— BEGIN EXTRACT —

Ewaso Lions works together with local communities to advance lion conservation. Programs promote human-carnivore coexistence, provide education, and build local capacity for wildlife rangers and community rangers.

There have been several studies with ethnic groups such as the Maasai; Ewaso's was the first of its kind to work with the Samburu community of northern Kenya. A suite of education initiatives and community outreach provided researchers with access to a wide range of areas and communities, and helped them gain an in-depth perspective on human-predator conflict, which enabled them to craft more effective conservation solutions.

The Warrior Watch program was the first project to involve Samburu warriors in conservation northern Kenya. Samburu warriors, much like their cousins the Maasai, are important stakeholders in wildlife conservation—they spend years living in wildlife areas and are responsible for their communities' security—and yet they are often neglected in conservation decision-making. The Warrior Watch program involves Samburu warriors in wildlife issues and provides incentives for them to protect wildlife. The program provides warriors with food and education instead of a salary, which makes it more sustainable.

With Shivani's most recent Big Cats Initiative grant, Ewaso Lions proposes to focus on dwindling cheetah populations by addressing threats to the cheetahs' long-term survival and promoting coexistence between local pastoralists and cheetahs.

The team will also gather data on cheetahs living in community conservancies and enhance data collection and community engagement by expanding the Warrior Watch program in two new conservancies.

— END EXTRACT —

SHORT EXERCISE A »
From the entries below, pull out every line containing the string "garden", matching case exactly, and list those lines unchanged.

— BEGIN MATERIAL FOR THIS TASK —

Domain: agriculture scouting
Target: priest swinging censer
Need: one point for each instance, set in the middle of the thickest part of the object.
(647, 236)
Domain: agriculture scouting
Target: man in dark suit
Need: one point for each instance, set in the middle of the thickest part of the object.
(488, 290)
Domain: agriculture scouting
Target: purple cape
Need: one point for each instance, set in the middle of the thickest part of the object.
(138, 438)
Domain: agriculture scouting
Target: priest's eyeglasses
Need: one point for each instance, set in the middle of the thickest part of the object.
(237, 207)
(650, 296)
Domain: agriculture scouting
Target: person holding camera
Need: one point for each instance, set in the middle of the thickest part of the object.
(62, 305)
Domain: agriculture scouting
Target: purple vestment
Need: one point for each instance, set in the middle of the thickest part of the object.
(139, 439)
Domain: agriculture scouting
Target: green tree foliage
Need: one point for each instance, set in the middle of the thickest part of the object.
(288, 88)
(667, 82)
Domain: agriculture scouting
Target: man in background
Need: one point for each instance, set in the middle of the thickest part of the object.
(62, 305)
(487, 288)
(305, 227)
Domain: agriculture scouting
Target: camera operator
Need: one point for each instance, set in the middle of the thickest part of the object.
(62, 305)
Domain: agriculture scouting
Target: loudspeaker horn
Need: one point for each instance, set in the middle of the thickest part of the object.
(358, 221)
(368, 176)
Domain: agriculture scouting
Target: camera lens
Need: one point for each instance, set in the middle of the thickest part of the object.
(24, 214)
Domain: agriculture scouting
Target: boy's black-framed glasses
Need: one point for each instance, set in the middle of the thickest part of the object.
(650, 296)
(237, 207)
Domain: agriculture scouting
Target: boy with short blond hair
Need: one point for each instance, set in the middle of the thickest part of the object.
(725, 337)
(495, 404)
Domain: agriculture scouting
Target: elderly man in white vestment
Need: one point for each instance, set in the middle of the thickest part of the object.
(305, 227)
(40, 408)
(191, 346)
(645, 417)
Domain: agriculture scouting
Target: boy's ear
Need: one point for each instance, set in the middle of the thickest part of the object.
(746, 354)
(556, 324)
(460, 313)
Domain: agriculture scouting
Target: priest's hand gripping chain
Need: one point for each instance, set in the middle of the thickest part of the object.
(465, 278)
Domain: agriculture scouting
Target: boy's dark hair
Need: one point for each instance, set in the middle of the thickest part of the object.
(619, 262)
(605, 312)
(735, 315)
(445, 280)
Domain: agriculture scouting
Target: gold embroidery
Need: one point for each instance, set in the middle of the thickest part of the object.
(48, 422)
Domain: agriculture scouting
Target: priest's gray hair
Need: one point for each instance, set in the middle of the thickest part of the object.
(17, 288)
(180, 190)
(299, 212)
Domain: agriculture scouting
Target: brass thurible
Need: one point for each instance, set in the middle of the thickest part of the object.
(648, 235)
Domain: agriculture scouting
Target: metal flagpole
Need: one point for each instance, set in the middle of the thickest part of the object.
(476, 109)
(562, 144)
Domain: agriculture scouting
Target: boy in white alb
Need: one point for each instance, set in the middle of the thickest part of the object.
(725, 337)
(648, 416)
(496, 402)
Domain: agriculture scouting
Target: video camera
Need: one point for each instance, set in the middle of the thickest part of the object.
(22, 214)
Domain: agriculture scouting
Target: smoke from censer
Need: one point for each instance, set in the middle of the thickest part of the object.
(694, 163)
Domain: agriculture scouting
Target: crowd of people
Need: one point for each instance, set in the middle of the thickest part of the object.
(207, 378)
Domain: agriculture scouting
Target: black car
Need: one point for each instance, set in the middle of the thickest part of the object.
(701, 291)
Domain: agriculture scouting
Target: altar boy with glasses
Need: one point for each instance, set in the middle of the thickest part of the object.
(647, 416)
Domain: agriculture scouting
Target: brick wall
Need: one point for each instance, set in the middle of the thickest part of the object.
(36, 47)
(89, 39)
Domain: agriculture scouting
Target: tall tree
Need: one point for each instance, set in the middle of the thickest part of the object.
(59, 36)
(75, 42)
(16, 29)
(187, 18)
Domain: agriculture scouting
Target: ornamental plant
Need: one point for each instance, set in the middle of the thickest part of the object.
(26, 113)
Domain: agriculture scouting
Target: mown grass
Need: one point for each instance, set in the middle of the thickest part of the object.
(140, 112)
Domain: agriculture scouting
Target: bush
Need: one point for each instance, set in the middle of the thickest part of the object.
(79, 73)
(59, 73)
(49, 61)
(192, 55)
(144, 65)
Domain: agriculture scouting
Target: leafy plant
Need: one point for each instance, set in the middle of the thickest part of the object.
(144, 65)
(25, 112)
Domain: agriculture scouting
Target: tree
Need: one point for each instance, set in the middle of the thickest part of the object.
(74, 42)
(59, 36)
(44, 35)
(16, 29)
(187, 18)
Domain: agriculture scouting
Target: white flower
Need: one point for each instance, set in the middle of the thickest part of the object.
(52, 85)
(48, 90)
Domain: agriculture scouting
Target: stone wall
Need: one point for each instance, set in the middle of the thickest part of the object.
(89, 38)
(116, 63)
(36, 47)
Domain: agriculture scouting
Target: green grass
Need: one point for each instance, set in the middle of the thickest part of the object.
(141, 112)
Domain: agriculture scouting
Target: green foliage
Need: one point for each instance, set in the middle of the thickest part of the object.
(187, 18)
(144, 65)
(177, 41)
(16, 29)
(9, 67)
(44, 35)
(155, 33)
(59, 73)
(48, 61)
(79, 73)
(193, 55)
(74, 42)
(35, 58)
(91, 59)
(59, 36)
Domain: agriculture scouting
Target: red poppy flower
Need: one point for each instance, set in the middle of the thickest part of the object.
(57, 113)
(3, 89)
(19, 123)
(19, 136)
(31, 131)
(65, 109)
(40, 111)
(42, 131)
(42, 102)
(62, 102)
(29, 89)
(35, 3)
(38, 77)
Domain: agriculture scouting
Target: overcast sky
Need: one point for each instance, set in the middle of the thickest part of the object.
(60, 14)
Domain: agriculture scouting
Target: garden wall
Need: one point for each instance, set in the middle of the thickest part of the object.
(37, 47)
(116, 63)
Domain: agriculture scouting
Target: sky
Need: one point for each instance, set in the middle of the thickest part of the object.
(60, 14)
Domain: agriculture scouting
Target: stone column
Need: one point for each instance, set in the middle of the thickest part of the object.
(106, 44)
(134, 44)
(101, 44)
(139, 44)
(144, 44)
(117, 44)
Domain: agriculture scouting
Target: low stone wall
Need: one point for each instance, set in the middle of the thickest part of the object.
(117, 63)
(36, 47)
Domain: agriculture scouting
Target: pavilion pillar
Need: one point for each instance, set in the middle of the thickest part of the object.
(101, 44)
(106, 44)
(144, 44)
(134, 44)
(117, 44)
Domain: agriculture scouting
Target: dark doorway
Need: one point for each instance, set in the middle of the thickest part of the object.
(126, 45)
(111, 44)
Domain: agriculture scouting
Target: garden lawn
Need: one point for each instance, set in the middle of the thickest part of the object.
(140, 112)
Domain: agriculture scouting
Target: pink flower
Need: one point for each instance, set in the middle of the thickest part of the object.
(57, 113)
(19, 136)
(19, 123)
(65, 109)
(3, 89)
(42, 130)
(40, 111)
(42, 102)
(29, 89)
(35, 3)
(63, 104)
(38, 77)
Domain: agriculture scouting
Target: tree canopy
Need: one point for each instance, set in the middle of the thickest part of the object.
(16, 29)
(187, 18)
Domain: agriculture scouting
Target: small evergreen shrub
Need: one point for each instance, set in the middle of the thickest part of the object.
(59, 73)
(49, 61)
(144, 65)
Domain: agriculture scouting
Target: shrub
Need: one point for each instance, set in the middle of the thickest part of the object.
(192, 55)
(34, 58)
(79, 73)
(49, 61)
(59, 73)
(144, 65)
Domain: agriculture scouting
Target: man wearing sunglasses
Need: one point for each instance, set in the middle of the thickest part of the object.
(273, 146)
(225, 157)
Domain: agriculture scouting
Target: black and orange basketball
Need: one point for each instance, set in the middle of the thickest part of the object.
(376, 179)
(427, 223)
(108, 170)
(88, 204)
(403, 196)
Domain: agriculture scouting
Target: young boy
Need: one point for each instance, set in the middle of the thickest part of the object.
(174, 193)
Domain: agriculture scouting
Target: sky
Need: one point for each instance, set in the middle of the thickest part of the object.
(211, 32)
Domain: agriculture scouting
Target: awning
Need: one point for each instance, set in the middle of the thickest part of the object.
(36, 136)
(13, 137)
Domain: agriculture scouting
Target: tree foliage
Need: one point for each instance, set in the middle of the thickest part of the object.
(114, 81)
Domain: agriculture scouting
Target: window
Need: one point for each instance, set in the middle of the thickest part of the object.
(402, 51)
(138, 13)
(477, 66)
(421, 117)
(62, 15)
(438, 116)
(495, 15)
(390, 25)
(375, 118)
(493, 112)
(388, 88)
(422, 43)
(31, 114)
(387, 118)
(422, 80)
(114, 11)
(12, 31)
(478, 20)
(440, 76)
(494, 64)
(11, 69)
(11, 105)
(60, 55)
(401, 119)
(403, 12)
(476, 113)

— END MATERIAL FOR THIS TASK —

SHORT EXERCISE B »
Reproduce the Ewaso Lions text in full, word for word.

TASK RESPONSE A »
Target: garden wall
Target: garden lawn

TASK RESPONSE B »
Ewaso Lions works together with local communities to advance lion conservation. Programs promote human-carnivore coexistence, provide education, and build local capacity for wildlife rangers and community rangers.

There have been several studies with ethnic groups such as the Maasai; Ewaso's was the first of its kind to work with the Samburu community of northern Kenya. A suite of education initiatives and community outreach provided researchers with access to a wide range of areas and communities, and helped them gain an in-depth perspective on human-predator conflict, which enabled them to craft more effective conservation solutions.

The Warrior Watch program was the first project to involve Samburu warriors in conservation northern Kenya. Samburu warriors, much like their cousins the Maasai, are important stakeholders in wildlife conservation—they spend years living in wildlife areas and are responsible for their communities' security—and yet they are often neglected in conservation decision-making. The Warrior Watch program involves Samburu warriors in wildlife issues and provides incentives for them to protect wildlife. The program provides warriors with food and education instead of a salary, which makes it more sustainable.

With Shivani's most recent Big Cats Initiative grant, Ewaso Lions proposes to focus on dwindling cheetah populations by addressing threats to the cheetahs' long-term survival and promoting coexistence between local pastoralists and cheetahs.

The team will also gather data on cheetahs living in community conservancies and enhance data collection and community engagement by expanding the Warrior Watch program in two new conservancies.